• **Objective**:
Copy the entries from the line holding "Query: man's eyeglasses" through the end of the entries, both ends included, swapping "beige" for "cream" and leaving everything else as it is.

-=-=-=-=-

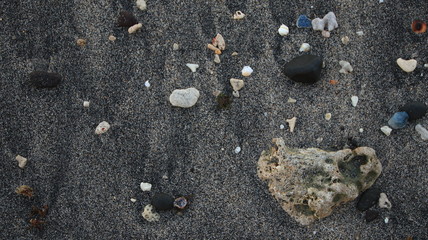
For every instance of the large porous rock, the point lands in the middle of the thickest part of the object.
(309, 183)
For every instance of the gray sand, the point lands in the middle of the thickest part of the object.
(87, 180)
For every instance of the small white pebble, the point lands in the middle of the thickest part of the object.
(386, 130)
(238, 149)
(145, 186)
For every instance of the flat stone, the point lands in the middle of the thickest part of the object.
(368, 199)
(310, 183)
(184, 98)
(415, 109)
(42, 79)
(407, 65)
(305, 68)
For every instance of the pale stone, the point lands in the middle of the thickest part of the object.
(407, 65)
(310, 183)
(184, 98)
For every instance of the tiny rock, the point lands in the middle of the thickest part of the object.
(384, 202)
(386, 130)
(346, 67)
(305, 47)
(283, 30)
(102, 127)
(184, 98)
(407, 65)
(192, 66)
(22, 161)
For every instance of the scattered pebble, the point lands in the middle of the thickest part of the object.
(407, 65)
(415, 109)
(345, 40)
(419, 26)
(142, 5)
(184, 98)
(102, 127)
(134, 28)
(398, 120)
(41, 79)
(291, 123)
(126, 19)
(237, 150)
(192, 66)
(283, 30)
(327, 116)
(162, 201)
(145, 187)
(329, 19)
(305, 47)
(22, 161)
(238, 15)
(346, 67)
(303, 22)
(247, 71)
(149, 214)
(81, 42)
(368, 198)
(354, 100)
(386, 130)
(384, 202)
(304, 69)
(422, 131)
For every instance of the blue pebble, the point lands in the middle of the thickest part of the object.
(304, 22)
(398, 120)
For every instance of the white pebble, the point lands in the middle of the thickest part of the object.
(145, 186)
(22, 161)
(134, 28)
(422, 131)
(283, 30)
(305, 47)
(238, 149)
(354, 100)
(247, 71)
(386, 130)
(192, 66)
(102, 127)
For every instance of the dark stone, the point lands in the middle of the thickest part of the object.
(415, 109)
(41, 79)
(126, 19)
(371, 215)
(162, 201)
(305, 69)
(369, 198)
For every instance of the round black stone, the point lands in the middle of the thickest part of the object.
(126, 19)
(368, 199)
(305, 68)
(41, 79)
(415, 109)
(162, 201)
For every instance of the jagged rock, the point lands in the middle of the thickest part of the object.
(309, 183)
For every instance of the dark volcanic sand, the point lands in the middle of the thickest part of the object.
(87, 180)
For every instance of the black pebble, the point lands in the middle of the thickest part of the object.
(126, 19)
(162, 201)
(415, 110)
(41, 79)
(368, 199)
(305, 69)
(371, 215)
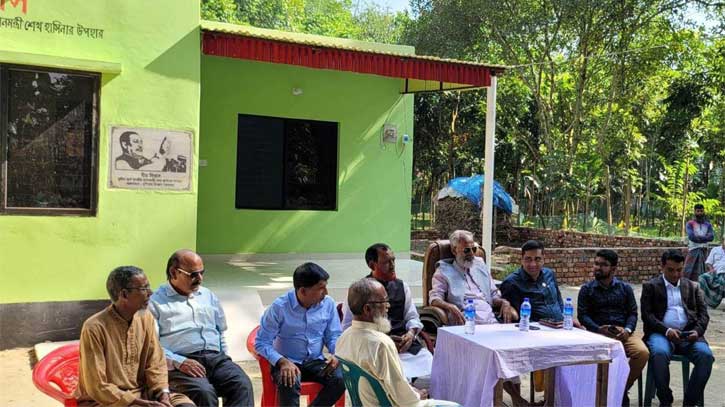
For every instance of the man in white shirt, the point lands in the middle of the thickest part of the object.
(367, 344)
(403, 315)
(675, 319)
(712, 283)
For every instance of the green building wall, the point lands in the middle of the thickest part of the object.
(67, 258)
(374, 179)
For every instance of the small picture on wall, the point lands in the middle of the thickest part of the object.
(150, 158)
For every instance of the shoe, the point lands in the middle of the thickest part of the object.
(625, 400)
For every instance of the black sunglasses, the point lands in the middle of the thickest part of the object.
(193, 274)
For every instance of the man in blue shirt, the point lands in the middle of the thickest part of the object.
(292, 332)
(607, 306)
(191, 325)
(535, 282)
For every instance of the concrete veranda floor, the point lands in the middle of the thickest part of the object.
(248, 284)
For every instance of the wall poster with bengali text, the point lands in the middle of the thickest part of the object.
(157, 159)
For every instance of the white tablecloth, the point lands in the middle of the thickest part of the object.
(466, 368)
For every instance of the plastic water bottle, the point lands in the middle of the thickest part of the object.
(524, 315)
(568, 314)
(469, 313)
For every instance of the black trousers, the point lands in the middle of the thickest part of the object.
(333, 387)
(224, 379)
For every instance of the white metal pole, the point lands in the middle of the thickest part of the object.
(487, 204)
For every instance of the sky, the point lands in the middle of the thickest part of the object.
(692, 14)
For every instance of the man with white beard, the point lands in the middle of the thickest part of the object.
(367, 344)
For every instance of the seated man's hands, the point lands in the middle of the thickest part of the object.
(623, 335)
(289, 372)
(422, 393)
(165, 399)
(329, 369)
(192, 368)
(403, 342)
(673, 335)
(455, 315)
(150, 403)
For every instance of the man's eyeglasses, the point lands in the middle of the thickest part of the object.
(193, 274)
(146, 288)
(601, 263)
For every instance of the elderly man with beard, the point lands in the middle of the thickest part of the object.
(122, 362)
(292, 332)
(191, 325)
(467, 276)
(607, 306)
(417, 361)
(367, 344)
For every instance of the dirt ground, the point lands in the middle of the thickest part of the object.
(17, 389)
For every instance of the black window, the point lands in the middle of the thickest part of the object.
(286, 163)
(48, 134)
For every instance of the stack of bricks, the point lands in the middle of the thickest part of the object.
(516, 236)
(573, 266)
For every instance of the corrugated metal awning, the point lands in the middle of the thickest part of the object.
(421, 73)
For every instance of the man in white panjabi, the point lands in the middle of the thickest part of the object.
(367, 344)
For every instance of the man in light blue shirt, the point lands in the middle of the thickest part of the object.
(191, 327)
(675, 320)
(292, 332)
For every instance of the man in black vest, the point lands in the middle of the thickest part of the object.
(403, 315)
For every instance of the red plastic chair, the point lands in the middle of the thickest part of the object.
(269, 389)
(59, 367)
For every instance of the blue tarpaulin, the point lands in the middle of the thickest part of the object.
(470, 187)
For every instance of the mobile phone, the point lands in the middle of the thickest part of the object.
(531, 327)
(685, 334)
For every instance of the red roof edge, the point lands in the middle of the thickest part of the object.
(394, 66)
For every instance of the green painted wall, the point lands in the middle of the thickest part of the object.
(44, 258)
(374, 180)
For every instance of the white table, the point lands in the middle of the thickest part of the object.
(466, 368)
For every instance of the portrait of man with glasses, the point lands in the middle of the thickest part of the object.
(191, 325)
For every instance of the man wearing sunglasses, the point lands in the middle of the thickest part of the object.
(191, 325)
(122, 362)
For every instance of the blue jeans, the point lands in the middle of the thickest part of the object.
(333, 387)
(699, 353)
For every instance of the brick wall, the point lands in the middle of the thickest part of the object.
(573, 266)
(516, 236)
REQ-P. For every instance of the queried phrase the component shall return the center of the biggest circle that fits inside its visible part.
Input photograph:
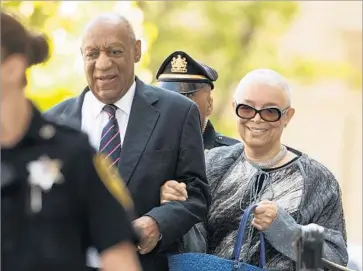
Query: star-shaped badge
(45, 172)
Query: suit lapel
(142, 120)
(74, 110)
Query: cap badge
(179, 64)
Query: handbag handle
(240, 237)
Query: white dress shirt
(94, 119)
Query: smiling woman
(291, 189)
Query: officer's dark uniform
(181, 73)
(58, 199)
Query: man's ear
(210, 106)
(137, 51)
(289, 114)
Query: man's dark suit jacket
(163, 141)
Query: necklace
(269, 163)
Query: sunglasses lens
(270, 114)
(245, 112)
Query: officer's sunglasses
(269, 114)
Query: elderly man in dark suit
(151, 135)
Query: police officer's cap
(180, 72)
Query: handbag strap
(240, 237)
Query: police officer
(57, 196)
(181, 73)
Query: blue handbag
(206, 262)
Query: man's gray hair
(264, 77)
(114, 17)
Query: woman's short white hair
(266, 77)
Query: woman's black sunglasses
(269, 114)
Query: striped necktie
(110, 138)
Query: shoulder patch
(112, 180)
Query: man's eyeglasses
(269, 114)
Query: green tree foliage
(233, 37)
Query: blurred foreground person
(292, 190)
(57, 196)
(181, 73)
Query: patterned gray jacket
(321, 204)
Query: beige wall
(328, 122)
(329, 128)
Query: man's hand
(173, 190)
(149, 231)
(265, 214)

-=-=-=-=-

• **Final answer**:
Query: man's eyeglasses
(269, 114)
Query: green tree foliage
(233, 37)
Query: blurred foreground person
(292, 190)
(57, 196)
(181, 73)
Query: patterned gray jacket
(321, 204)
Query: cream wall
(328, 122)
(329, 128)
Query: man's hand
(173, 190)
(149, 231)
(265, 214)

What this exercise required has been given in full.